_DOCUMENT PASSAGE_:
Citation:  R. v. Perrin, 2012 NSCA 85

 

Date:  20120821

Docket: CAC 374749

Registry: Halifax

 

Between:

 

Her Majesty The Queen

Appellant

 

v.

 

 

Kyle Robert Perrin

Respondent

 

 

 

 

 

Judges:                 MacDonald, C.J.N.S., Hamilton and Beveridge, JJ.A.

 

Appeal Heard:      June 1, 2012, in Halifax, Nova Scotia

 

Held:           Leave to appeal granted and the appeal is dismissed, per reasons for judgment of Beveridge, J.A.; MacDonald, C.J.N.S. and Hamilton, J.A. concurring.

 

Counsel:               James A. Gumpert, Q.C., for the appellant

Roger A. Burrill, for the respondent

 

 

 

 


Reasons for judgment:

 

[1]              The Crown seeks leave to appeal, and if leave is granted, appeals a sentence of 30 days imposed on the 21-year-old respondent for the offence of break and enter into a seasonal dwelling.  The Crown says the trial judge erred in principle by failing to give proper emphasis to denunciation and deterrence and that the sentence is so lenient it is demonstrably unfit.  While a longer and more severe sentence might have been imposed, I am not persuaded that we should intervene.  My reasons are as follows.

 

FACTUAL BACKGROUND

 

[2]              There are two main factors that influence the selection of an appropriate sentence, the circumstances of the offender and the circumstances of the offence.  Unfortunately, in this case the usual details of these two key factors are scarce.  We do know this, the respondent was just 21 years old.  He had been sentenced on August 23, 2010 in Provincial Court in Amherst for offences involving cheques.  He was granted a conditional discharge and placed on probation for six months.  Apart from the statutory conditions in his probation order, he was required to report to and be under the supervision of a probation officer, do community service and make restitution to the bank of $180.  The respondent was charged with failing to comply with these conditions.  He was sentenced on October 25, 2011, to serve 90 days, but was ordered to serve the sentence in the community pursuant to a conditional sentence order.  There were scant conditions attached to the conditional sentence order.  There was no house arrest or curfew.  He was required to keep the peace and be of good behaviour, perform 25 hours of community service work by December 28, 2011; and fulfill the obligation to make restitution to the bank also by December 28, 2011.

 

[3]              In the early morning hours of December 19, 2011 the RCMP received a report that people were inside a seasonal residence just outside Parrsboro.  Flashlights could be seen.  A small car was reported as being parked on the side of the road.  The police attended.  They stopped a small car a short distance away.  The respondent was driving.  Two others were with him, a young girl, and a 34- year-old man.  Speakers were found, along with a quantity of copper piping.  These had been removed from the seasonal residence.

_TASK DETAILS_:
Extend the court judgment on the break-and-enter sentence appeal, picking up right after its last sentence. The material that comes next is drawn from a separate source.

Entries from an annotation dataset
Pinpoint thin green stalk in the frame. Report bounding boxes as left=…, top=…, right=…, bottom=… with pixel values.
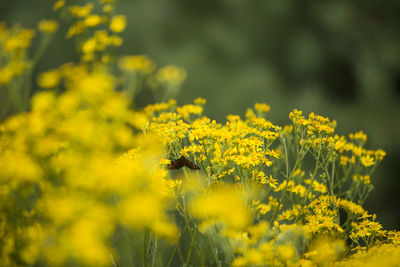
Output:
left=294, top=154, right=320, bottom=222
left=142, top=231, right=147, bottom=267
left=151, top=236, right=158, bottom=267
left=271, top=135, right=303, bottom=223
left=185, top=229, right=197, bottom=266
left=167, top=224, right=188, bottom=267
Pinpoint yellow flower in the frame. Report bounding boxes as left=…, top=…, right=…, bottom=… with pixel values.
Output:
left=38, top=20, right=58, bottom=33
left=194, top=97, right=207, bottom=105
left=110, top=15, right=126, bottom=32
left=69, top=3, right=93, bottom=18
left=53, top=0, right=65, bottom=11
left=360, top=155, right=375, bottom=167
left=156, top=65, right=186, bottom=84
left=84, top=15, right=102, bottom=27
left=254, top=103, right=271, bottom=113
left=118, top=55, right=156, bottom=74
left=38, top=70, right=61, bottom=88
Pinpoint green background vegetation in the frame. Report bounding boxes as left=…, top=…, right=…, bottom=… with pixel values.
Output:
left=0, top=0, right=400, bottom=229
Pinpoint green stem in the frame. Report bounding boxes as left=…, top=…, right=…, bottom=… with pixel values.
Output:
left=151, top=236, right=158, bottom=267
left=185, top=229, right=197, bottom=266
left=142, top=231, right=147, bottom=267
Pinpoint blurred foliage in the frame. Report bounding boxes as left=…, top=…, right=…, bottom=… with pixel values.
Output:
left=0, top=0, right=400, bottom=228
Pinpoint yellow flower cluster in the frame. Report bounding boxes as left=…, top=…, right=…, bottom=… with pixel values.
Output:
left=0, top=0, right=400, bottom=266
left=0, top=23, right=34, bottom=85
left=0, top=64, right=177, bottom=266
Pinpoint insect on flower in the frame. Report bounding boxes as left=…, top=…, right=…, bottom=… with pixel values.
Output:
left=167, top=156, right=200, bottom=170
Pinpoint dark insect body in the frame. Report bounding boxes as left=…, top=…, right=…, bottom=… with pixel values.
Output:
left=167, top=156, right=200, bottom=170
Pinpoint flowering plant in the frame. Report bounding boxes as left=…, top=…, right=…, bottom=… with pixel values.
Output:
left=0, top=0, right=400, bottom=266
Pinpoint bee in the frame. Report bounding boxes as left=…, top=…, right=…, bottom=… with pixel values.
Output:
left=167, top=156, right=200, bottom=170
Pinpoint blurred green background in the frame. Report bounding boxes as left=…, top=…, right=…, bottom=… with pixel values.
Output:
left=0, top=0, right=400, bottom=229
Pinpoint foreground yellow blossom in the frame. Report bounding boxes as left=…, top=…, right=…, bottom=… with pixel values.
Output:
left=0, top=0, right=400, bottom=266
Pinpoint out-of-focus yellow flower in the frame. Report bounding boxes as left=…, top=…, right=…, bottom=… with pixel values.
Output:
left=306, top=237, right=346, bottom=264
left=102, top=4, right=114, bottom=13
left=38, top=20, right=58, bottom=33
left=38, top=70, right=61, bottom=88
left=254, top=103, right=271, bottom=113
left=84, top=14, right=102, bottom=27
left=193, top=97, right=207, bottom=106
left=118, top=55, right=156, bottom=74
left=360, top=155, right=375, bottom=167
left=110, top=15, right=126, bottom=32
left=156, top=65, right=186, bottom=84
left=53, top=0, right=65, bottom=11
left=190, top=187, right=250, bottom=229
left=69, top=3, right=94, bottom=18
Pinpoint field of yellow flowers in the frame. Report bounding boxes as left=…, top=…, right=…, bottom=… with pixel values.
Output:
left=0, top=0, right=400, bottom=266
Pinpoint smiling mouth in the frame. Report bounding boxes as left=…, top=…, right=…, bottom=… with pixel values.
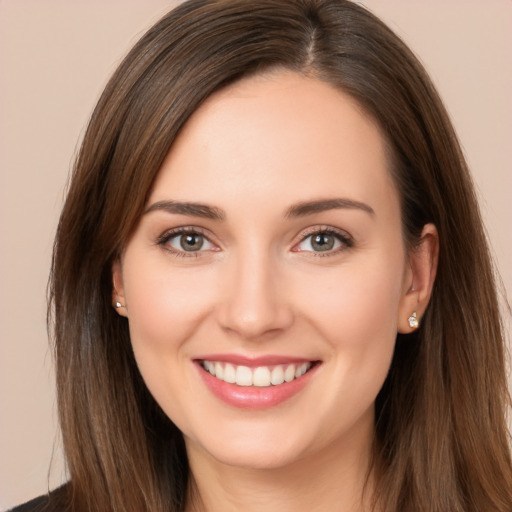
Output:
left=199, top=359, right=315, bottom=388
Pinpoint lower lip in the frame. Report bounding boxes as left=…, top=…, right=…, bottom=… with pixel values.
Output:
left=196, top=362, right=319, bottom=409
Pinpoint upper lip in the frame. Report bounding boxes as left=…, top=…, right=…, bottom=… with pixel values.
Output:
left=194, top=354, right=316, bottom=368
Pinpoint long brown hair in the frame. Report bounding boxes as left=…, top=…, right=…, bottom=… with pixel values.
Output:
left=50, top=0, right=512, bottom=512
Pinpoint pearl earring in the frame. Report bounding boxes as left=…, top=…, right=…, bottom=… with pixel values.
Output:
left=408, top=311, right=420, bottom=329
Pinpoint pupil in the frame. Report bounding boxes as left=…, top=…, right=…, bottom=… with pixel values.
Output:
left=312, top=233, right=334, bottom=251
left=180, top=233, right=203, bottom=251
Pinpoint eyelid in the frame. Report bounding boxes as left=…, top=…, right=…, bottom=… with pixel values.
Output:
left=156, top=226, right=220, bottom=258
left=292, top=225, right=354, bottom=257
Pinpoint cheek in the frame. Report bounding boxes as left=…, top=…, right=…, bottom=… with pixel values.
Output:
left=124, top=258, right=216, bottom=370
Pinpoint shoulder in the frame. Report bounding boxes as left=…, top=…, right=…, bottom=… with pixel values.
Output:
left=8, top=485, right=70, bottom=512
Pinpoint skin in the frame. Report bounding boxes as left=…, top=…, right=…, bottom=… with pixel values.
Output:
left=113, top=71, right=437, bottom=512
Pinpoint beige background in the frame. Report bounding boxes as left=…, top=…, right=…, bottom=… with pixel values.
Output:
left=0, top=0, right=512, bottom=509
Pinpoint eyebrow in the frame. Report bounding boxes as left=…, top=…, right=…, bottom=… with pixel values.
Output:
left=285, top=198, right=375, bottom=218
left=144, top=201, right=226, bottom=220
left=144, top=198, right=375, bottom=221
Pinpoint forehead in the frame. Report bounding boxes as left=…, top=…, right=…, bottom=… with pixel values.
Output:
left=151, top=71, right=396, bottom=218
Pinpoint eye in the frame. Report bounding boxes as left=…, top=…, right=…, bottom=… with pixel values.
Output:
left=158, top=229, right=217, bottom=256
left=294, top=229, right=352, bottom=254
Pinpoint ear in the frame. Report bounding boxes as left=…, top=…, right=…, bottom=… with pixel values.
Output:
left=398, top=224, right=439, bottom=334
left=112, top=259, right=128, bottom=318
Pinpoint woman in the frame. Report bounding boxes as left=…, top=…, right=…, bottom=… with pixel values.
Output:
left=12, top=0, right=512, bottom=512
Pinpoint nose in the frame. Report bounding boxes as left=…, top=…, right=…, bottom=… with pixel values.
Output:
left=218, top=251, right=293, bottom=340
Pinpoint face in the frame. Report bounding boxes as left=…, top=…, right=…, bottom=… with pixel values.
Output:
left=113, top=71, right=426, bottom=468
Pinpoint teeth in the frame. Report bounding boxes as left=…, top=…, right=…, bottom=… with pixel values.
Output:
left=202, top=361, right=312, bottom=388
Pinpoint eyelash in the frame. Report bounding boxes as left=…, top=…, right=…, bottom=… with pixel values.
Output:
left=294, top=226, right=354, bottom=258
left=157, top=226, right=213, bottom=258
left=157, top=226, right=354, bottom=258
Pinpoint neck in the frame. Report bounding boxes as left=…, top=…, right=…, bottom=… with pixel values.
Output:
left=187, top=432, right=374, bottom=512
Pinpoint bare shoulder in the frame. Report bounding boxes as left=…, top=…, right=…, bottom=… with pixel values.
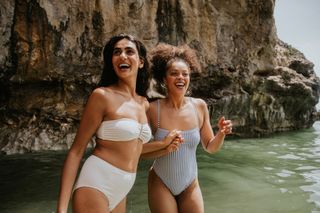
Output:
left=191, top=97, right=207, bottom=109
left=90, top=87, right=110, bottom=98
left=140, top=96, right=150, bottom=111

_RESULT OF THIS TASK_:
[4]              The respondent provided a full confession to the police about his involvement in the break and enter and showed the officers what items had been taken.  He was charged and appeared in Provincial Court later the same day.  He was remanded.  The next day, with the assistance of counsel, the respondent elected trial in Provincial Court and pled guilty to the offence of break and enter and commit theft (s. 348(1)(b) of the Criminal Code).  He also admitted he had breached his conditional sentence order by failing to keep the peace and be of good behaviour. 

 

[5]              The parties wanted to proceed directly with sentence.  The Crown set out the facts, mentioned the offence is a life imprisonment offence, and the decision of this Court in R. v. Zong (1986), 72 N.S.R. (2d) 432 (C.A.) said to have set a benchmark of three years for the offence of break and enter. The Crown recommended collapse of the conditional sentence order, which would leave 34 days to be served in jail, plus a sentence of 18 months consecutive on the break and enter.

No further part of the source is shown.